**Records from a data collection:**
↓
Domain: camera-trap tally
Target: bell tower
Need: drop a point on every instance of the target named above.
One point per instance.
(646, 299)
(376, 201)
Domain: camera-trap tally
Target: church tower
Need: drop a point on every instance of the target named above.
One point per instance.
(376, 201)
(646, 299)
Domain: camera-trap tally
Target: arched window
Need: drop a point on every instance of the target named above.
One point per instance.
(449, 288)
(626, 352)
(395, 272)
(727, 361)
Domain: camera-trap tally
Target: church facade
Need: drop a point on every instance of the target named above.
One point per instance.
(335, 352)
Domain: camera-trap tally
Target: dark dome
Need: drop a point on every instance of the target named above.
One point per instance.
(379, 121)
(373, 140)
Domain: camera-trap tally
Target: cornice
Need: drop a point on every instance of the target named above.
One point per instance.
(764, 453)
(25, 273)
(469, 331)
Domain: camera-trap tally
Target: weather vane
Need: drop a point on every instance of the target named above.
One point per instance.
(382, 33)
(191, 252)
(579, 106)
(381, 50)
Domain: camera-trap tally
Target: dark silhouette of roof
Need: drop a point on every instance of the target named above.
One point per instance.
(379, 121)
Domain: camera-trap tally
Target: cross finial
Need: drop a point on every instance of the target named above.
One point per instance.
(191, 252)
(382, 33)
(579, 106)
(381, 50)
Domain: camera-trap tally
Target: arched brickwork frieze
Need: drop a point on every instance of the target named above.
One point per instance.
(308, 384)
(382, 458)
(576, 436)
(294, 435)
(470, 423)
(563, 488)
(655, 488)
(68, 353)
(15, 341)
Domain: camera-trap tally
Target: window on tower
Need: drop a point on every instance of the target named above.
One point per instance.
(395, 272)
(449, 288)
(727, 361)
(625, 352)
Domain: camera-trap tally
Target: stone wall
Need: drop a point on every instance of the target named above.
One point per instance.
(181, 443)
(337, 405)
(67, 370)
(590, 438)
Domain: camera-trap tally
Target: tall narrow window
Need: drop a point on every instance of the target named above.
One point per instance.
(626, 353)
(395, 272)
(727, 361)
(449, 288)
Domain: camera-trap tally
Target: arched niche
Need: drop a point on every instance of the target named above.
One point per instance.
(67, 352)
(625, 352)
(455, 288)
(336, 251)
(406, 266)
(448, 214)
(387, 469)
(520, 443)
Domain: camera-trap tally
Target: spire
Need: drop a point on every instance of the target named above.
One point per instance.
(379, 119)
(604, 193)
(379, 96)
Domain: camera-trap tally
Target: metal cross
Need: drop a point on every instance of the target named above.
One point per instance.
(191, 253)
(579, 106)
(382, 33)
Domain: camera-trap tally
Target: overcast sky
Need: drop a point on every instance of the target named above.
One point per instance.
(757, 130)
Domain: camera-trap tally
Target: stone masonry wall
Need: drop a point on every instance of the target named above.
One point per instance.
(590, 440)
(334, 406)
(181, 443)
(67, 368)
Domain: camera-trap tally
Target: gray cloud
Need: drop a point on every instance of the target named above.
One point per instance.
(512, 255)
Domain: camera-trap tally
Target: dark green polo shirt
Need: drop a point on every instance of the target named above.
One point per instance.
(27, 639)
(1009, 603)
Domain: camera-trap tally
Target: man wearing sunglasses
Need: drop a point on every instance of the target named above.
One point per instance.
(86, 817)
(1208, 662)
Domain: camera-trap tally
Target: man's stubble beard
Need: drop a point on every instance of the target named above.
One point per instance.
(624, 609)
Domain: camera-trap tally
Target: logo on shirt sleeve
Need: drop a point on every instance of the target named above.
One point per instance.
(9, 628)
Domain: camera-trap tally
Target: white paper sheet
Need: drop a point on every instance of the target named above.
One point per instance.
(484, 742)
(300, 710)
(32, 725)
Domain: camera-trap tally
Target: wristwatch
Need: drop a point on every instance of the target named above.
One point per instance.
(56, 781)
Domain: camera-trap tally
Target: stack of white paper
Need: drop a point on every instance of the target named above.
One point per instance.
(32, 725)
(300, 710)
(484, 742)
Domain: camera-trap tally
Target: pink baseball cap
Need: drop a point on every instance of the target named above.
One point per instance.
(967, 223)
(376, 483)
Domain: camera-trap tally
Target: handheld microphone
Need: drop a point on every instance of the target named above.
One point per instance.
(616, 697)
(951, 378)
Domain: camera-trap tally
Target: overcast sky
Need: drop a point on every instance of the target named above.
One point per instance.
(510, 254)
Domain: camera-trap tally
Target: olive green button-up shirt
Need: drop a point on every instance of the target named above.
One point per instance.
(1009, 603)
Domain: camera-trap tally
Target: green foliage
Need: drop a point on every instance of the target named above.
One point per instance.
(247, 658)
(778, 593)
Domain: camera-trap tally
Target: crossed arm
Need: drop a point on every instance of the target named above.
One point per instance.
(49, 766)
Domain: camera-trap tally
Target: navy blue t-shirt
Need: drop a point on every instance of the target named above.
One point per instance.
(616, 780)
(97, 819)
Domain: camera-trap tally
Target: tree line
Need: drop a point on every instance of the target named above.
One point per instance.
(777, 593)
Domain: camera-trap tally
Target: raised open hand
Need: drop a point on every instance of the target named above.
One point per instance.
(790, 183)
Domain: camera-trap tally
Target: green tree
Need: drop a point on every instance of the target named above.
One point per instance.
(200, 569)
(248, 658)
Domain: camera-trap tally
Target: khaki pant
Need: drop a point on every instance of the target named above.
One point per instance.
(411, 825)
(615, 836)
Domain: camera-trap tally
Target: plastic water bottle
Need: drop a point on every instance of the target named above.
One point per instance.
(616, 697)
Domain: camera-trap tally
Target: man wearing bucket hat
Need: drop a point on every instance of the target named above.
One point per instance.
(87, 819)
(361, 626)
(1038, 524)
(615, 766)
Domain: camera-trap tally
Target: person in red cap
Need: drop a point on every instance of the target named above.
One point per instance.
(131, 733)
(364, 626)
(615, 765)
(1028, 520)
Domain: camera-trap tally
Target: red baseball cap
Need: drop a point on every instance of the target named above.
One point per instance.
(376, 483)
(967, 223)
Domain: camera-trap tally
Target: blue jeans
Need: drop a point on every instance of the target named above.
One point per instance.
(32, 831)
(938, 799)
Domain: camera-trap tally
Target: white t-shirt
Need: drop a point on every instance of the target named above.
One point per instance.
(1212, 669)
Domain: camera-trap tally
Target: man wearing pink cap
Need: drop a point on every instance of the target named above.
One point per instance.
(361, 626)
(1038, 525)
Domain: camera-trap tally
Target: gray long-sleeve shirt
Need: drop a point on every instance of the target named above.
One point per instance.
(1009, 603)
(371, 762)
↑
**WHAT YOU NEED TO DO:** Using the data above, return each line exactly as written.

**TASK OUTPUT:**
Domain: camera-trap tally
Target: bell tower
Need: drop a point on every instance of the target named above.
One point per instance.
(646, 299)
(376, 201)
Domain: camera-trap tally
Target: church tower
Need: drop a point on every instance of the target named above.
One point per instance.
(376, 201)
(646, 299)
Domain: camera-trap tally
Target: arched window
Need: drop a point on every instance of the target named above.
One point per instance.
(449, 288)
(626, 352)
(395, 272)
(727, 361)
Domain: camera-trap tally
Target: church facade
Need: drop a point on every instance of the target named above.
One point per instance.
(335, 352)
Domain: camera-trap tally
Target: dark dome
Need: drop a point on every instance of the target named above.
One point per instance.
(379, 121)
(373, 140)
Domain: camera-trap tally
Target: cornice
Need: drop a point on every instance of the target named above.
One point per instance.
(764, 453)
(25, 273)
(469, 331)
Domain: camera-trap tally
Target: weather vane
Need: drop a point on every instance of the target named above.
One point per instance.
(382, 33)
(191, 252)
(579, 106)
(381, 50)
Domain: camera-trap tally
Target: dark silhouette of roof
Need: drop a point on every instance of the target named above.
One point per instance.
(379, 121)
Domain: camera-trap tally
Target: cross finial
Need: drop a point on every instance of the target named above.
One point per instance.
(191, 252)
(382, 33)
(579, 106)
(381, 50)
Domain: camera-trap tally
Target: arched brickwork frieze
Need: drop a point on every instance of the target named above.
One point per instance.
(308, 384)
(382, 458)
(576, 436)
(294, 435)
(470, 423)
(563, 488)
(655, 488)
(68, 353)
(15, 341)
Domain: camera-trap tally
Target: window on tower
Need: drop a point on every instance of the target named above.
One point per instance.
(395, 272)
(449, 288)
(727, 361)
(625, 352)
Domain: camera-trap tally
Target: stone wall
Need: drop a point on every instance of the target named above.
One point per instance.
(181, 443)
(337, 405)
(67, 370)
(590, 438)
Domain: camera-trap tally
Target: tall narrow window
Need: drop a point on every instance of the target named above.
One point per instance.
(626, 353)
(395, 272)
(727, 361)
(449, 288)
Domain: camera-trap tally
Target: arched niche
Need: drop a point on every instance of the target named above.
One point per instance.
(67, 352)
(625, 352)
(455, 288)
(336, 251)
(406, 266)
(448, 214)
(387, 469)
(520, 443)
Domain: camera-trap tally
Target: spire
Need: drop a point on every instance of the target named above.
One point per instance.
(379, 119)
(604, 193)
(379, 96)
Domain: camera-trap tally
Target: metal cross
Need: drop a point on every instance of the target named above.
One point per instance.
(191, 253)
(579, 106)
(382, 33)
Domain: camera-trap tally
Target: overcast sky
Need: drop a point on every instance of the target named above.
One point per instance.
(757, 130)
Domain: camera-trap tally
Target: stone masonry wall
Need: drop a point on every instance of the target named above.
One point per instance.
(590, 440)
(334, 406)
(181, 443)
(67, 368)
Domain: camera-trap tally
Target: gray cloud
Need: drop a point on every instance of the target named above.
One point per instance.
(512, 255)
Domain: camera-trap tally
Target: dark green polo shirt
Need: drop a point on every instance of the target named above.
One point per instance.
(27, 639)
(1009, 603)
Domain: camera-trap tally
Target: man wearing sunglasses
Need: drop a point on every instance of the target named above.
One point per instance.
(86, 817)
(1208, 662)
Domain: camera-trap tally
Target: man's stubble beard
Need: drop a point on every instance of the target named above.
One point per instance.
(624, 609)
Domain: camera-trap tally
Target: logo on shirt sleeve
Need: drop a point on every instance of the target named above.
One point per instance.
(9, 628)
Domain: camera-trap tally
Target: white paper sheet
Need: drop a point on every instance of the target named above.
One point per instance.
(484, 742)
(300, 710)
(32, 725)
Domain: camera-trap tally
Target: wristwatch
Need: drop a point on every instance of the target named above.
One point per instance.
(56, 781)
Domain: camera-trap tally
Target: stack of white paper
Need: drop a point on every instance of the target named above.
One point per instance.
(32, 725)
(300, 710)
(484, 742)
Domain: camera-trap tally
Target: pink baseball cap
Need: drop a point on every instance of the target named above.
One point per instance.
(967, 223)
(376, 483)
Domain: camera-trap tally
Target: handheld microphone
Need: drop a point on every instance of the target named above.
One point per instance.
(616, 697)
(951, 378)
Domain: camera-trap tally
Target: overcast sky
Need: drop a point on every instance of the target named above.
One point per instance.
(510, 254)
Domain: camera-trap tally
Target: olive green button-up shirt
Need: drop a point on every instance of the target named above.
One point per instance.
(1009, 603)
Domain: camera-trap tally
Target: green foliage
Need: drop a point on every instance of the target named above.
One point per instance.
(247, 658)
(778, 593)
Domain: camera-trap tally
Target: crossed arm
Need: drop a point on every instance of the target named above.
One point per instance.
(49, 766)
Domain: camera-trap tally
Target: navy blue t-shirt
Need: drop a point on every instance of the target named above.
One point per instance.
(616, 780)
(97, 819)
Domain: camera-trap tally
Target: tree line
Need: drop a point on every instance of the target named above.
One point per instance.
(777, 593)
Domain: camera-trap tally
Target: raised open hand
Need: drop a point on every instance of the target named above.
One point per instance.
(790, 183)
Domain: camera-trap tally
Target: green tree
Need: drop a point on every instance of the target named above.
One point per instance.
(200, 569)
(248, 658)
Domain: camera-trap tally
Target: khaki pant
Need: drop a point on every instance of the target named above.
One point per instance.
(411, 825)
(615, 836)
Domain: camera-trap tally
Target: plastic water bottle
Need: drop a point on every instance of the target named above.
One point per instance.
(616, 697)
Domain: camera-trap tally
Target: man wearing bucket hat
Need: drop a point on every instance of the target named above.
One point per instance.
(87, 819)
(361, 626)
(1038, 524)
(615, 766)
Domain: camera-trap tally
Target: person in red cap
Need: drop a point on every instance of the target named above.
One point per instance.
(131, 733)
(364, 626)
(615, 765)
(1028, 520)
Domain: camera-trap tally
Target: red baseball cap
Need: drop a point on every instance of the target named above.
One point per instance.
(376, 483)
(967, 223)
Domain: camera-trap tally
Target: blue jeans
Need: drop a point on every instance of the target named above.
One point per instance.
(32, 831)
(938, 799)
Domain: camera-trap tally
Target: white t-shirt
Need: drop a point on every instance of the target named above.
One point per instance.
(1212, 669)
Domain: camera-trap tally
Target: man wearing pink cap
Need: drop a point on every instance of the target named above.
One point per instance.
(361, 626)
(1038, 525)
Domain: camera-trap tally
Target: gray long-sleeve shirt
Need: drop a point on every instance of the target named above.
One point per instance.
(1009, 603)
(371, 762)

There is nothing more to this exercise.